__STATED EXERCISE__. Extract every line of the records below and copy each one word for word, with no changes.

__MATERIAL TO PROCESS__.
— start —
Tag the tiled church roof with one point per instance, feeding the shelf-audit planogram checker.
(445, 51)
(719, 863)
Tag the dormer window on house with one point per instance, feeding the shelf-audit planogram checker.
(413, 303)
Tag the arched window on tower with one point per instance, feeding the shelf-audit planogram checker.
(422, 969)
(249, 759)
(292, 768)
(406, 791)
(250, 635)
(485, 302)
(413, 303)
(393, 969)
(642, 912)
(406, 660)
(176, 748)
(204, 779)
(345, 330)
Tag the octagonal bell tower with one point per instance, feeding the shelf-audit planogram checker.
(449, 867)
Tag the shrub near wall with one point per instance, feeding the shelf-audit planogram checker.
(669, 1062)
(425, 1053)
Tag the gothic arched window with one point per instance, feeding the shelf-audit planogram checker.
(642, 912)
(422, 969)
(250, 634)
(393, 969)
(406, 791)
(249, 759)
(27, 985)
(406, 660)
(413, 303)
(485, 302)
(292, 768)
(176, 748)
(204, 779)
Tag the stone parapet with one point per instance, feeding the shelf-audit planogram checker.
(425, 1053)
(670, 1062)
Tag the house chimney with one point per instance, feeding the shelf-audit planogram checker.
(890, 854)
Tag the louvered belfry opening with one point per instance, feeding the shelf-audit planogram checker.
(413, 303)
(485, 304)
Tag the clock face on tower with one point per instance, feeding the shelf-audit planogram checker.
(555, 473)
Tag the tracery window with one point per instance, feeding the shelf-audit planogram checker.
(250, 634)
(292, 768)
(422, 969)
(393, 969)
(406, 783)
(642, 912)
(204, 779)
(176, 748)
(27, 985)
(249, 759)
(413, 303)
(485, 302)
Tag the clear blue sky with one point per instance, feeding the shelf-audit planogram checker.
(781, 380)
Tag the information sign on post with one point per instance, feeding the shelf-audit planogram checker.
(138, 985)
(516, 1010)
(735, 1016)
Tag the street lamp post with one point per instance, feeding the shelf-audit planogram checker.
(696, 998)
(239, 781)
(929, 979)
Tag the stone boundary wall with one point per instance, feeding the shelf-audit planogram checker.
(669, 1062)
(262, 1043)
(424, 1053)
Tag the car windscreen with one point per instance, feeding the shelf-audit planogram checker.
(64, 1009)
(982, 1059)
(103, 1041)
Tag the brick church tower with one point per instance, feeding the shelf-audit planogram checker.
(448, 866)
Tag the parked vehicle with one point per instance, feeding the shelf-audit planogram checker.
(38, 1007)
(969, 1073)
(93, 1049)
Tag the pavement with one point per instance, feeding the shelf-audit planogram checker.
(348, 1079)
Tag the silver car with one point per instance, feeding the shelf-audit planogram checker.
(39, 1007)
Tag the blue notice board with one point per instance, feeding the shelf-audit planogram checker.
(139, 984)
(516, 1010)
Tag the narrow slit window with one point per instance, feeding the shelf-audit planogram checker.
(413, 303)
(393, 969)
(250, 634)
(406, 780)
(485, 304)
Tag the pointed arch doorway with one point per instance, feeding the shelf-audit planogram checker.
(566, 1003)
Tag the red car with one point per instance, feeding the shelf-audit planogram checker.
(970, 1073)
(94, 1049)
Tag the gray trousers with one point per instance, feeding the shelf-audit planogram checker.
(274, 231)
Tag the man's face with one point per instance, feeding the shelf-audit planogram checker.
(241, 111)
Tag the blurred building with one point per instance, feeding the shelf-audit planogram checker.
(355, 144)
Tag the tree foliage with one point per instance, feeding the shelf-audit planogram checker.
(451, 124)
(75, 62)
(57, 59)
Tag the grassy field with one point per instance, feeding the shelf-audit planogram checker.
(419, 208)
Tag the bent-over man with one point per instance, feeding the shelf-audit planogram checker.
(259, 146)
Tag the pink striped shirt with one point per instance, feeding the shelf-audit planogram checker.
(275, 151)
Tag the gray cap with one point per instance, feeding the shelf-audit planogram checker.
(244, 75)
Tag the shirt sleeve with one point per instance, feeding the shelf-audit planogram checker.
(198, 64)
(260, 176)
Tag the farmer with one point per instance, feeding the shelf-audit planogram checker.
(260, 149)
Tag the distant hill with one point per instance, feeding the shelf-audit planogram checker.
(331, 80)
— end —
__CORRECT ANSWER__.
Tag the tiled church roof with one point per instance, feeding the shelf-audit planogram checker.
(445, 51)
(719, 863)
Tag the dormer window on house with one point per instance, feeding the shelf-audit planogram checker.
(413, 303)
Tag the arched window on tower with one point per instance, feeding the shelf-audit planogram checker.
(422, 969)
(249, 759)
(292, 768)
(406, 791)
(250, 635)
(485, 302)
(413, 303)
(393, 969)
(642, 912)
(406, 660)
(176, 748)
(204, 779)
(345, 330)
Tag the octagonal bell tower with one point per instance, feeding the shelf-audit planogram checker.
(449, 867)
Tag the shrub near wall with one point per instance, feeding the shelf-audit planogram checker.
(669, 1062)
(425, 1053)
Tag the gothic arched window with one point per instance, feeding the shelf-audit planogram checker.
(642, 912)
(422, 969)
(250, 634)
(393, 969)
(406, 791)
(249, 759)
(27, 985)
(406, 660)
(413, 303)
(485, 302)
(292, 768)
(176, 748)
(204, 779)
Tag the stone parapet with one point per instance, feeding the shelf-audit planogram checker.
(425, 1053)
(670, 1062)
Tag the house chimney with one point per instance, feeding the shelf-audit planogram checker.
(890, 854)
Tag the louvered belfry opening with one point per instance, feeding the shelf-audit planogram checker.
(413, 303)
(485, 304)
Tag the clock face on tower with one point per instance, feeding the shelf-audit planogram checker.
(555, 473)
Tag the tracery window with one point per instance, feeding the shelf-audit planogram checker.
(250, 634)
(292, 768)
(422, 969)
(393, 969)
(406, 783)
(642, 912)
(204, 779)
(176, 748)
(27, 985)
(249, 759)
(413, 303)
(485, 302)
Tag the clear blue sky with one point per instance, feeding the shelf-audit planogram checker.
(781, 380)
Tag the information sign on post with one point per instance, feeding the shelf-audit planogram checker.
(138, 985)
(516, 1010)
(735, 1016)
Tag the street lamp post with one point per instance, feeding the shelf-audit planogram checker.
(696, 998)
(239, 781)
(929, 979)
Tag the stone boundary wall with one point per instance, feeding the shelf-audit planogram checker.
(669, 1062)
(262, 1043)
(424, 1053)
Tag the car windscreen with one point per instance, feeding the shelf-audit planogram checker.
(64, 1009)
(982, 1059)
(103, 1041)
Tag the brick church tower with one point per instance, feeding the shelf-audit planogram checker.
(448, 866)
Tag the parked vehicle with one point per instance, feeding the shelf-audit planogram checker.
(38, 1007)
(969, 1073)
(93, 1049)
Tag the pavement with one point per instance, feeding the shelf-audit planogram checker.
(348, 1079)
Tag the silver car with one point per instance, feeding the shelf-audit planogram checker.
(39, 1007)
Tag the blue notice board with one point per instance, feeding the shelf-audit planogram checker.
(139, 984)
(516, 1010)
Tag the narrow slit window with one point per instance, feeding the shelf-audit planogram checker.
(413, 303)
(393, 969)
(250, 634)
(406, 780)
(485, 304)
Tag the pointed arch doorway with one point per instance, feeding the shelf-audit planogram checker.
(566, 1003)
Tag the red car with one point per instance, feeding the shelf-audit planogram checker.
(970, 1073)
(94, 1049)
Tag the gray trousers with one point per instance, feeding the shelf-audit planogram checker.
(274, 231)
Tag the man's face with one point per instance, feeding the shelf-audit planogram checker.
(241, 111)
Tag the blurred building with one point per instance, feeding the shelf-audit planogram checker.
(355, 144)
Tag the tree foliage with one point per instance, feeding the shelf-audit planogram checker.
(451, 124)
(75, 62)
(57, 59)
Tag the grassy field with one point per instance, feeding the shelf-audit planogram checker.
(419, 208)
Tag the bent-over man with one point per instance, feeding the shelf-audit planogram checker.
(259, 146)
Tag the pink striped shirt with one point per instance, feeding the shelf-audit planogram checker.
(275, 151)
Tag the gray cap with one point per instance, feeding the shelf-audit planogram checker.
(244, 75)
Tag the shirt sleeve with one point per instance, feeding the shelf-audit planogram checker.
(198, 64)
(260, 176)
Tag the farmer with one point per instance, feeding the shelf-audit planogram checker.
(260, 149)
Tag the distant hill with one point per instance, feeding the shelf-audit planogram checker.
(331, 80)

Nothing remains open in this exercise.